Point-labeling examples
--- begin ---
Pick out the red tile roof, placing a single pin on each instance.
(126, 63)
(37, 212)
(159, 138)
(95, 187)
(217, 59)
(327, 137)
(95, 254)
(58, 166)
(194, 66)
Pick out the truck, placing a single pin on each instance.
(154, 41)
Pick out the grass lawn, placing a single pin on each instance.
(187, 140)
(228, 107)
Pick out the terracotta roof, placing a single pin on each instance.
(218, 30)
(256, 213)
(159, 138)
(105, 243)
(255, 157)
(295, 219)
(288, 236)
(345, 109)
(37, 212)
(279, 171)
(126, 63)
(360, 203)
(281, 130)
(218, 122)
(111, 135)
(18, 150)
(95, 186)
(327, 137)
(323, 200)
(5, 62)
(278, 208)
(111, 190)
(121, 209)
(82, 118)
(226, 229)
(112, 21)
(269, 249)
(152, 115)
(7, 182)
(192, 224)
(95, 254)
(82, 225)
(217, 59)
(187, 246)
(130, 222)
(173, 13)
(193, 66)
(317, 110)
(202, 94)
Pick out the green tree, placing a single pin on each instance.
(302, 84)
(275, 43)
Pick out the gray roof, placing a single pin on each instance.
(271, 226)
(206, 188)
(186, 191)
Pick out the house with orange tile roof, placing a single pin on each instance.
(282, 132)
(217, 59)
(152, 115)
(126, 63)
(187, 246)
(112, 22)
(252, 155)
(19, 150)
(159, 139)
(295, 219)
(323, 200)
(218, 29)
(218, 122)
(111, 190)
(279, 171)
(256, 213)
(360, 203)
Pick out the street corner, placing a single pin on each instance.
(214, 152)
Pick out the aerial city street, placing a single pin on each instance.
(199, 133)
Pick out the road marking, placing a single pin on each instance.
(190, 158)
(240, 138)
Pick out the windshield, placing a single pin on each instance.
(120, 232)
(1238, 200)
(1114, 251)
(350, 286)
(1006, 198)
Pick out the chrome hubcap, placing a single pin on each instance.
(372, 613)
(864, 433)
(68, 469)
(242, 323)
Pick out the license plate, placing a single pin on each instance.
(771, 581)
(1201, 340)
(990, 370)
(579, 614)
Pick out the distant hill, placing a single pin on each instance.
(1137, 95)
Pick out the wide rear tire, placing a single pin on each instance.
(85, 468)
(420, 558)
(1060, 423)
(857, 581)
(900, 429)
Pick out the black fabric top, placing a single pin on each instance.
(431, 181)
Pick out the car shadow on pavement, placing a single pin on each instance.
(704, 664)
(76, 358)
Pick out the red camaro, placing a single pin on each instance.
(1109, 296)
--- end ---
**REQUIRED TASK**
Would you copy out, unchanged, the part of the listing above that opens with the line containing "Pick out the green" and closes with the listing's last line?

**ANSWER TO THE PROBLEM**
Pick out the green tree, placing a single pin on each instance.
(302, 84)
(275, 43)
Pick out the gray roof, placing a single pin on each instance.
(271, 226)
(206, 188)
(186, 191)
Pick out the house with orange tile roof, placing a single pin on each instance.
(282, 132)
(217, 59)
(152, 115)
(126, 63)
(187, 246)
(112, 22)
(252, 155)
(19, 150)
(159, 139)
(295, 219)
(323, 200)
(218, 29)
(218, 122)
(111, 190)
(279, 171)
(256, 213)
(360, 203)
Pick out the street corner, placing a single pin on each instance.
(214, 152)
Pick out the aerial city street, placing a single pin on each instance.
(199, 133)
Pick out the road marking, placing a single pin on each instance.
(190, 158)
(240, 138)
Pick out the windshield, placing a single pin on each instance.
(120, 232)
(1238, 200)
(1114, 251)
(350, 286)
(1006, 198)
Pick out the chrome hubcap, placing a single pin on each instance.
(372, 613)
(864, 433)
(68, 469)
(242, 323)
Pick out the license plate, placing a single pin on each instance.
(771, 581)
(1201, 340)
(990, 370)
(579, 614)
Pick out the distant hill, placing a single pin on each instance.
(1137, 95)
Pick out the wide rear tire, placing a single pin on each instance.
(85, 468)
(420, 558)
(1060, 423)
(857, 581)
(900, 429)
Pick out the black fabric top, placing a single pin on each instance.
(431, 181)
Pick out the car shadow on pavement, placing a single pin on each instance.
(704, 664)
(76, 358)
Pick out the red camaro, placing a single pin on each instance.
(1109, 296)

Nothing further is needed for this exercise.